> REQUIRED ACTION:
Where a picture occurs in the data, omit it, and copy all remaining data exactly.

== Segment start ==

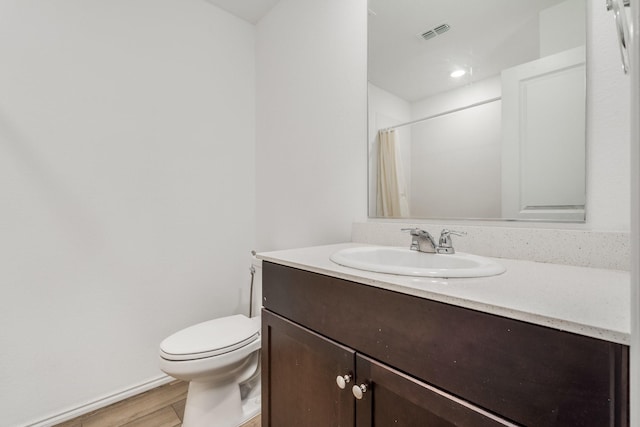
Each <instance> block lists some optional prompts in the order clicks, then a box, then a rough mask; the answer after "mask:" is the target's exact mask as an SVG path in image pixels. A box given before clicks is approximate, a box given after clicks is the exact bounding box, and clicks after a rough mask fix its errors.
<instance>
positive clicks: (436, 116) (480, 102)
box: [380, 96, 502, 132]
mask: <svg viewBox="0 0 640 427" xmlns="http://www.w3.org/2000/svg"><path fill="white" fill-rule="evenodd" d="M501 99H502V97H501V96H496V97H495V98H490V99H487V100H484V101H480V102H476V103H475V104H471V105H466V106H464V107H459V108H454V109H453V110H448V111H443V112H442V113H438V114H434V115H433V116H428V117H423V118H421V119H418V120H413V121H410V122H406V123H401V124H399V125H395V126H390V127H388V128H384V129H380V132H389V131H392V130H395V129H398V128H401V127H405V126H411V125H414V124H416V123H420V122H424V121H425V120H431V119H435V118H436V117H441V116H446V115H447V114H451V113H457V112H458V111H462V110H466V109H467V108H473V107H479V106H481V105H484V104H488V103H490V102H495V101H499V100H501Z"/></svg>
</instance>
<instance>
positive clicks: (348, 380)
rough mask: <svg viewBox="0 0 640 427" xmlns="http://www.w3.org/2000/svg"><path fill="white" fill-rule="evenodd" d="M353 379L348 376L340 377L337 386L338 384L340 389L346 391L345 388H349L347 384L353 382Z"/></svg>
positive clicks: (337, 383) (341, 375) (344, 375)
mask: <svg viewBox="0 0 640 427" xmlns="http://www.w3.org/2000/svg"><path fill="white" fill-rule="evenodd" d="M351 378H353V377H352V376H351V375H349V374H347V375H338V376H337V377H336V384H338V388H340V389H342V390H344V388H345V387H346V386H347V384H349V383H350V382H351Z"/></svg>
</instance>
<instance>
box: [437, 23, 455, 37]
mask: <svg viewBox="0 0 640 427" xmlns="http://www.w3.org/2000/svg"><path fill="white" fill-rule="evenodd" d="M450 28H451V27H450V26H449V24H442V25H438V26H437V27H436V28H434V29H433V31H435V32H436V33H438V35H440V34H442V33H446V32H447V31H449V29H450Z"/></svg>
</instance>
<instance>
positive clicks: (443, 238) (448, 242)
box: [438, 228, 467, 254]
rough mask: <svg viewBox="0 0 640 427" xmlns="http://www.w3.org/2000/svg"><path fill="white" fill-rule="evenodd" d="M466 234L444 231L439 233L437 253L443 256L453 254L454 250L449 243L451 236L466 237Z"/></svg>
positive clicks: (452, 245) (457, 232)
mask: <svg viewBox="0 0 640 427" xmlns="http://www.w3.org/2000/svg"><path fill="white" fill-rule="evenodd" d="M466 235H467V233H466V232H464V231H455V230H449V229H446V228H445V229H444V230H442V232H441V233H440V240H439V242H438V253H444V254H453V253H455V250H454V249H453V242H452V241H451V236H466Z"/></svg>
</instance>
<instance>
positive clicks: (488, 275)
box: [330, 246, 506, 278]
mask: <svg viewBox="0 0 640 427" xmlns="http://www.w3.org/2000/svg"><path fill="white" fill-rule="evenodd" d="M330 259H331V261H333V262H335V263H336V264H340V265H343V266H345V267H351V268H357V269H358V270H366V271H374V272H377V273H389V274H399V275H402V276H420V277H443V278H451V277H487V276H495V275H498V274H502V273H504V272H505V271H506V269H505V268H504V267H503V266H502V265H500V264H498V263H497V262H495V261H493V260H490V259H488V258H484V257H481V256H477V255H471V254H466V253H461V252H457V253H455V254H428V253H424V252H418V251H412V250H410V249H406V248H396V247H389V246H363V247H357V248H347V249H342V250H340V251H338V252H335V253H334V254H332V255H331V257H330Z"/></svg>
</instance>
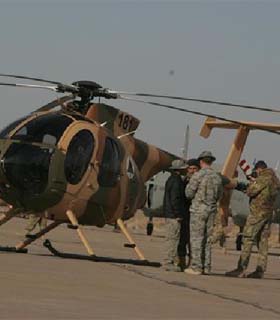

== Segment end ==

> RESULT OF THE EXERCISE:
Each <instance> block lists some optional prompts in the order clicks, then a box, then a rough mask; the answer after "mask:" is the target's exact mask as an SVG path in image pixels. A box given before clicks is approximate, a box given after clicks is the exact bounding box, and clicks after a rough mask fix its errors.
<instance>
positive clicks: (436, 116) (480, 102)
box: [380, 96, 502, 132]
mask: <svg viewBox="0 0 640 427" xmlns="http://www.w3.org/2000/svg"><path fill="white" fill-rule="evenodd" d="M501 99H502V97H501V96H496V97H495V98H490V99H487V100H484V101H480V102H476V103H475V104H471V105H466V106H464V107H459V108H454V109H453V110H448V111H443V112H442V113H438V114H434V115H433V116H428V117H423V118H421V119H418V120H413V121H410V122H406V123H401V124H399V125H395V126H390V127H388V128H384V129H380V132H389V131H392V130H395V129H398V128H401V127H405V126H411V125H414V124H416V123H420V122H424V121H425V120H431V119H435V118H436V117H441V116H446V115H447V114H451V113H457V112H458V111H462V110H466V109H467V108H473V107H479V106H481V105H484V104H488V103H490V102H495V101H499V100H501Z"/></svg>
</instance>
<instance>
positive clicks: (348, 380)
rough mask: <svg viewBox="0 0 640 427" xmlns="http://www.w3.org/2000/svg"><path fill="white" fill-rule="evenodd" d="M353 379L348 376L340 377L337 386L338 384L340 389L346 391L345 388H349L347 384L353 382Z"/></svg>
positive clicks: (337, 383) (341, 375) (344, 375)
mask: <svg viewBox="0 0 640 427" xmlns="http://www.w3.org/2000/svg"><path fill="white" fill-rule="evenodd" d="M351 378H353V377H352V376H351V375H349V374H347V375H338V376H337V377H336V384H338V388H340V389H342V390H344V388H345V387H346V386H347V384H349V383H350V382H351Z"/></svg>
</instance>
<instance>
box: [437, 23, 455, 37]
mask: <svg viewBox="0 0 640 427" xmlns="http://www.w3.org/2000/svg"><path fill="white" fill-rule="evenodd" d="M450 28H451V27H450V26H449V24H442V25H438V26H437V27H436V28H434V29H433V31H435V32H436V33H438V35H440V34H442V33H446V32H447V31H449V29H450Z"/></svg>
</instance>
<instance>
positive clicks: (443, 238) (448, 242)
box: [438, 228, 467, 254]
rough mask: <svg viewBox="0 0 640 427" xmlns="http://www.w3.org/2000/svg"><path fill="white" fill-rule="evenodd" d="M466 234L444 231L439 233L437 253L443 256L453 254L454 250L449 243L451 236L466 237Z"/></svg>
positive clicks: (452, 245) (457, 232)
mask: <svg viewBox="0 0 640 427" xmlns="http://www.w3.org/2000/svg"><path fill="white" fill-rule="evenodd" d="M466 235H467V233H466V232H464V231H455V230H449V229H446V228H445V229H444V230H442V232H441V233H440V240H439V242H438V253H444V254H453V253H455V250H454V249H453V242H452V241H451V236H466Z"/></svg>
</instance>
<instance>
positive clicks: (488, 275)
box: [330, 246, 506, 278]
mask: <svg viewBox="0 0 640 427" xmlns="http://www.w3.org/2000/svg"><path fill="white" fill-rule="evenodd" d="M330 259H331V261H333V262H335V263H336V264H340V265H343V266H345V267H351V268H357V269H358V270H366V271H374V272H377V273H389V274H399V275H402V276H420V277H443V278H451V277H487V276H495V275H498V274H502V273H504V272H505V271H506V269H505V268H504V267H503V266H502V265H500V264H498V263H497V262H495V261H493V260H490V259H488V258H484V257H481V256H477V255H471V254H466V253H461V252H457V253H455V254H428V253H424V252H418V251H412V250H410V249H406V248H396V247H389V246H363V247H357V248H347V249H342V250H340V251H338V252H335V253H334V254H332V255H331V257H330Z"/></svg>
</instance>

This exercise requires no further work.